Text block:
A luxury kitchen manufacturer has been taken to court after a worker’s hand got trapped on a revolving cutting block that was not correctly guarded and deemed unsuitable for use in manual mode.

An example of limited cutter projection tooling
An example of limited cutter projection tooling | Image credit: HSE

The worker had two fingers on his right hand amputated following the incident on 31 October 2014. 

Bespoke in Oak was sentenced at Northampton Magistrates’ Court, when it was revealed there was no functioning limited cutter projection tooling on the cutting block and dangerous moving parts were exposed. 

Limiters control the thickness of the workpieces that come into contact with the cutter, reducing the risk of it being “snatched” by the machine and kicked back at the operator. They reduce injury if a worker comes into contact with the rotating tool and have been required on hand-fed woodworking machines since 2003.

Given information:
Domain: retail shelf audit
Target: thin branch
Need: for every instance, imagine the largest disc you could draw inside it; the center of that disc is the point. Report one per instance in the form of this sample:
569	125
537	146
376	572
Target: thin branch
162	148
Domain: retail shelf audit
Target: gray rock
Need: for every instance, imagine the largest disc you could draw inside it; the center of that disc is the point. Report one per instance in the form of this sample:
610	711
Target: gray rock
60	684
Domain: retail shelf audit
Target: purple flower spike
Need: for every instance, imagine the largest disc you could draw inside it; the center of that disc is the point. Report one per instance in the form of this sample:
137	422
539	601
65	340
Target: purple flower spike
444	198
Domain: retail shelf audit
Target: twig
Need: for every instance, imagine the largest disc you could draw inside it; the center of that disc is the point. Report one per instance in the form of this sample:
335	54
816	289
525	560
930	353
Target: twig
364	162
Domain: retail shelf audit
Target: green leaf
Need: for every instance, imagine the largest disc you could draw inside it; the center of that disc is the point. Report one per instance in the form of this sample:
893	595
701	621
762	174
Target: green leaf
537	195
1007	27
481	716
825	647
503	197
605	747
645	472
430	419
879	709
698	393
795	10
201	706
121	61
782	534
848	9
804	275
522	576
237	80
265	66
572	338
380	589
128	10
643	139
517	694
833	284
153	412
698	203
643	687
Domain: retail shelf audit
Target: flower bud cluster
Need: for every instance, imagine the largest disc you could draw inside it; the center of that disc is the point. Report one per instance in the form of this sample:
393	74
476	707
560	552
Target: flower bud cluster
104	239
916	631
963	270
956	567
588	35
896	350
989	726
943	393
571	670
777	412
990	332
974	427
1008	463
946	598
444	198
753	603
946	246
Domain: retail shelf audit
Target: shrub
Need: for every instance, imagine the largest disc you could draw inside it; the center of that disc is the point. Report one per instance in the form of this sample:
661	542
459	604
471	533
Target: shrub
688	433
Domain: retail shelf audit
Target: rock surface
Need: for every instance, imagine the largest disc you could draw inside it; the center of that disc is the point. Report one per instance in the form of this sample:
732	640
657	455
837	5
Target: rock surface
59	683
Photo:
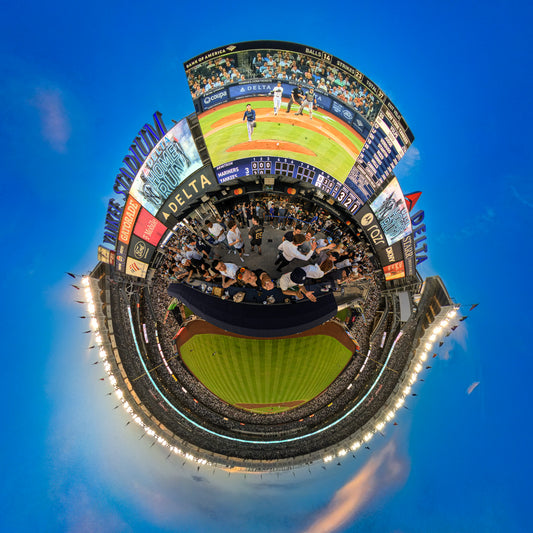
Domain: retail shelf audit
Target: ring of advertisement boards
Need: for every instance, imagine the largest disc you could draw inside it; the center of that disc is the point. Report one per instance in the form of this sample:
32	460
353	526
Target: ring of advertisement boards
343	137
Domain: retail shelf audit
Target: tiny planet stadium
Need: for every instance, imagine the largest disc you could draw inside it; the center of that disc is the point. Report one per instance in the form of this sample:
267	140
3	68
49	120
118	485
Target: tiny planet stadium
256	301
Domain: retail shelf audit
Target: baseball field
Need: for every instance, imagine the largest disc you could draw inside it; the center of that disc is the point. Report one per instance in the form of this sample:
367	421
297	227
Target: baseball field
265	375
323	141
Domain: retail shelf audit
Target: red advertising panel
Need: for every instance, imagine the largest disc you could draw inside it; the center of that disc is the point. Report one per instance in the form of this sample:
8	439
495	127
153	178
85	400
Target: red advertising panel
148	228
136	268
394	271
131	209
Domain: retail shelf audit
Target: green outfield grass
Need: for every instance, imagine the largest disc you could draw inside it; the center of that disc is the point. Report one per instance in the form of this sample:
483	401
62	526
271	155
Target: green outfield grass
330	156
265	371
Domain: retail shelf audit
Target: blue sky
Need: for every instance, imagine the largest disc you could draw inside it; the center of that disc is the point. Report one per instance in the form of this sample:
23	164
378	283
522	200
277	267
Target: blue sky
79	80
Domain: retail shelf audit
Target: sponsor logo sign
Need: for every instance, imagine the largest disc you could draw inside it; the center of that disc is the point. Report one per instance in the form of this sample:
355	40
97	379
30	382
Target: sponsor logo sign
248	89
392	213
140	249
394	271
390	254
212	100
131	210
367	220
120	258
148	228
106	256
408	246
136	268
190	190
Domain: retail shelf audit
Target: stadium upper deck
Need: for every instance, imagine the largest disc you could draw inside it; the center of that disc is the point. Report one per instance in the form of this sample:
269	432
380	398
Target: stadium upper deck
333	219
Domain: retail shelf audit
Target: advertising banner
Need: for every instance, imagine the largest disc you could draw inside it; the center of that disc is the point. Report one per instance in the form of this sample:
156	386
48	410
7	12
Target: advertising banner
394	271
148	228
120	258
367	220
106	256
408	246
173	159
392	213
390	254
141	250
136	268
131	210
214	99
194	187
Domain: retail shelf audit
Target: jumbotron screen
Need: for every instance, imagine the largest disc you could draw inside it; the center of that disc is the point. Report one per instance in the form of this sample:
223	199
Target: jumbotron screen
346	144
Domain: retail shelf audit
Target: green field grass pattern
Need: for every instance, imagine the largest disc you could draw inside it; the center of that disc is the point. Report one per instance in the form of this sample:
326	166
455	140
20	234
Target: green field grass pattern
269	371
330	156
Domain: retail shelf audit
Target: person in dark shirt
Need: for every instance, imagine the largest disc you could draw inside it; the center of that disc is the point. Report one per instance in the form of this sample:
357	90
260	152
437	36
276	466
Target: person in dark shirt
296	97
256	235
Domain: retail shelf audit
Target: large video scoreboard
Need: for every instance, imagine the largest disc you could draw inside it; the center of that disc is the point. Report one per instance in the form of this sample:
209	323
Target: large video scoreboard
346	145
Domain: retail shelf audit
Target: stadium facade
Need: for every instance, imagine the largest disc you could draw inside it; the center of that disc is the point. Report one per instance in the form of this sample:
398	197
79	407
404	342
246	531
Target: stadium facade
325	165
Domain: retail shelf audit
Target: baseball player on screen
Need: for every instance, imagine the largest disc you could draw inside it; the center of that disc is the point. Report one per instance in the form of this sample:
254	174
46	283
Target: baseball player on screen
278	93
249	116
296	96
309	101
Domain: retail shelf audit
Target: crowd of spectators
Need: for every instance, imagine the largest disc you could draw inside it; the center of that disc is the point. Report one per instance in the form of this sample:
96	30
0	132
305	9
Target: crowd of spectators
199	404
191	397
334	257
289	67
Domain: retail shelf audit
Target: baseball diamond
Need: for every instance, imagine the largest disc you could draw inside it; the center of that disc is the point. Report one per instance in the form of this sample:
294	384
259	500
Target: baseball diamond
324	141
265	375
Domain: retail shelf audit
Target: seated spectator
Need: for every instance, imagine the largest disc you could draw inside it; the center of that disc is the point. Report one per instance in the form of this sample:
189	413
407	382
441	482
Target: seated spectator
291	284
228	271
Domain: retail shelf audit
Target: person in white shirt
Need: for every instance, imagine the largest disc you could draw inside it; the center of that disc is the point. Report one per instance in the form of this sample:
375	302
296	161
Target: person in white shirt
289	251
291	284
234	239
217	232
228	271
278	93
318	271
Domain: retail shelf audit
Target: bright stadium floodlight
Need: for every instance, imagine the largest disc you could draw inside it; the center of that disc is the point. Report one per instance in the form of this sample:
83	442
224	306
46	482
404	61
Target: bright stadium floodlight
144	336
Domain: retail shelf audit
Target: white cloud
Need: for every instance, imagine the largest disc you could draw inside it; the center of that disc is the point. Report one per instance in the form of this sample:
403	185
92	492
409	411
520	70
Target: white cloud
382	470
55	125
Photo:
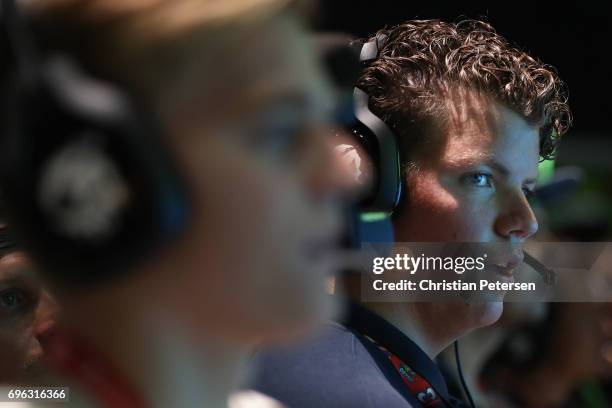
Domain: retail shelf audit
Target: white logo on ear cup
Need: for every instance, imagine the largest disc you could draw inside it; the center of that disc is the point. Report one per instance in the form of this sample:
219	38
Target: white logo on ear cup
82	191
427	395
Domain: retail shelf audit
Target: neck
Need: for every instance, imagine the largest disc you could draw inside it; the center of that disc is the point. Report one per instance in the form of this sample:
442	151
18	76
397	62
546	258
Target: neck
415	319
165	367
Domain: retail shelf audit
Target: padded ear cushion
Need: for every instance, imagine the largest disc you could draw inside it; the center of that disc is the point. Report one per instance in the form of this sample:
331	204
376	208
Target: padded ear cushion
87	182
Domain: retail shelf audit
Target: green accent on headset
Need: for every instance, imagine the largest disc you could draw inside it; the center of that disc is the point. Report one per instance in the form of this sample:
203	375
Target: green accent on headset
373	216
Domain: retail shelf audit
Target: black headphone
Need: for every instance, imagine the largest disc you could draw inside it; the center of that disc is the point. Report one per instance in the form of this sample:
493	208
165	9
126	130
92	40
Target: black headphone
89	187
379	141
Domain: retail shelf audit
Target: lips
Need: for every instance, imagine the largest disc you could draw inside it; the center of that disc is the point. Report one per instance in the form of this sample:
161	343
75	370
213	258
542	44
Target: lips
506	269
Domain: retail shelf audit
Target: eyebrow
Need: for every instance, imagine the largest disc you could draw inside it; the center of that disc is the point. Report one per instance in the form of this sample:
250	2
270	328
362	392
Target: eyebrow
504	171
493	164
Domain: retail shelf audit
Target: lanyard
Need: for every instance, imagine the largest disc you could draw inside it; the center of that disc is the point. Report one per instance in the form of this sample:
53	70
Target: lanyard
78	361
418	386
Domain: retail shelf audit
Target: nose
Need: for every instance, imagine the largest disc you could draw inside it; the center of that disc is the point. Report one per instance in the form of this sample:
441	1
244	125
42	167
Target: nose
46	315
516	219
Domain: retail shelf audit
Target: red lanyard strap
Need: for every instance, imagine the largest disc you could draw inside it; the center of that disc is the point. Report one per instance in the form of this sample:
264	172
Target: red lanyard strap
78	361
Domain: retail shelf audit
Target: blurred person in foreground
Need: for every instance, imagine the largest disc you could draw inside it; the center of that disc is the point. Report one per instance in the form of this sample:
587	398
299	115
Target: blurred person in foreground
27	313
242	108
473	116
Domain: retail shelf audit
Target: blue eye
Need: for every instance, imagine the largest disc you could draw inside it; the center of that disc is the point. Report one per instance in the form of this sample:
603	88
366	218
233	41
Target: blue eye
528	193
480	179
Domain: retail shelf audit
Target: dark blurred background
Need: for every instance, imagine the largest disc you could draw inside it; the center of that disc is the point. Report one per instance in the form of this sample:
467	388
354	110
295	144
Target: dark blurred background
574	37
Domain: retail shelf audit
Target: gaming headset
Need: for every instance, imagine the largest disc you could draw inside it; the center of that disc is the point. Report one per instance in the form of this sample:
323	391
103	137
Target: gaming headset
378	140
87	183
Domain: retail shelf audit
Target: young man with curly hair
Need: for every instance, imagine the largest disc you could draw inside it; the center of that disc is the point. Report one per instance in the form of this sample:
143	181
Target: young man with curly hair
473	116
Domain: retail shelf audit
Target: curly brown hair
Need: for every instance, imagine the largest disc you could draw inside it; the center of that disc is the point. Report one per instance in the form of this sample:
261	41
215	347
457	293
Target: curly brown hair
423	58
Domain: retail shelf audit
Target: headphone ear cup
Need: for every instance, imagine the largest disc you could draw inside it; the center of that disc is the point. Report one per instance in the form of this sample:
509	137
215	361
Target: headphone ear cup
91	191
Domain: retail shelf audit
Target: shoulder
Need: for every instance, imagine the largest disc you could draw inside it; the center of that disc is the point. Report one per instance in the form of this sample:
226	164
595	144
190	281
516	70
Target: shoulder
333	369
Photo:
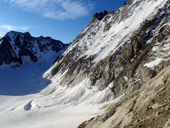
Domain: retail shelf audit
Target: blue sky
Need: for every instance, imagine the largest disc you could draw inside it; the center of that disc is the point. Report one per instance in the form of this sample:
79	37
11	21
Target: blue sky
60	19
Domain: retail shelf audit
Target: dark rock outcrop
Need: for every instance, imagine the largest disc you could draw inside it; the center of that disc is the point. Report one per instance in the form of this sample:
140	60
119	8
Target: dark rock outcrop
15	45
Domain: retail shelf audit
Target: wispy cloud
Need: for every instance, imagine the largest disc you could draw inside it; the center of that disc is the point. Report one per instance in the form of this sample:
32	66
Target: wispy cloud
56	9
14	28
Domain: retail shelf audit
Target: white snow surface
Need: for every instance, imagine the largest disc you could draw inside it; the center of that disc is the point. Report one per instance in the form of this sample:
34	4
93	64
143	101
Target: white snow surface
27	102
28	99
103	43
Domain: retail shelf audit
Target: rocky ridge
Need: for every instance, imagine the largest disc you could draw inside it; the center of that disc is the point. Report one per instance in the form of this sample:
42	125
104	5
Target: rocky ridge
147	107
21	48
116	53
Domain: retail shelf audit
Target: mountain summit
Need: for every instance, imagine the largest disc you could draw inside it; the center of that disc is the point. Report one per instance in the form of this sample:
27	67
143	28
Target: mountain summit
18	48
122	56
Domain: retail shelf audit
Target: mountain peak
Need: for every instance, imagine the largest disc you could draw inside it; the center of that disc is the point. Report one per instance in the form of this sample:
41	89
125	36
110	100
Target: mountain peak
21	48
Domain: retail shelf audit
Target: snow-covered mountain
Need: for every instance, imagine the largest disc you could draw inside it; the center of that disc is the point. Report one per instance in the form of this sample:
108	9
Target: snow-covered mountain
21	48
115	56
118	49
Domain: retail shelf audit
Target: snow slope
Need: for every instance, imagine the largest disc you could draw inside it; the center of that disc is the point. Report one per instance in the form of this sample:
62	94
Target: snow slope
31	98
22	104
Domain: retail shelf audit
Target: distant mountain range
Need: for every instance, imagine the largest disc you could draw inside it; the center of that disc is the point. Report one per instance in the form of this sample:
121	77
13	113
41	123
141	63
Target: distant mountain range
122	55
18	48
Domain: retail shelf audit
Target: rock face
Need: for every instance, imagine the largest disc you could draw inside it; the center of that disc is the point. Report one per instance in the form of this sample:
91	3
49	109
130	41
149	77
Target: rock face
147	107
124	48
21	48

Written problem A:
In the article on the kitchen manufacturer's court case, since what year have limiters been required on hand-fed woodworking machines?
Written problem B:
Carry on the article on the kitchen manufacturer's court case from its last sentence.

Exercise output A:
Since 2003.

Exercise output B:
Bespoke in Oak did not train the operator on how to use the equipment, the court heard, while his supervisor failed to notice the unsafe working method. Also, the cutting block was on a single-end tenoning machine and should not have been set to manual. 

The company was fined £40,000 after pleading guilty to breaching Regulations 4(1), 11(1), 9(1) and 9(2) of the Provision and Use of Work Equipment Regulations 1998 for failing to ensure the suitability of work equipment, not preventing access to dangerous machinery, and failing to provide adequate training. It was also ordered to pay full costs of £1,896.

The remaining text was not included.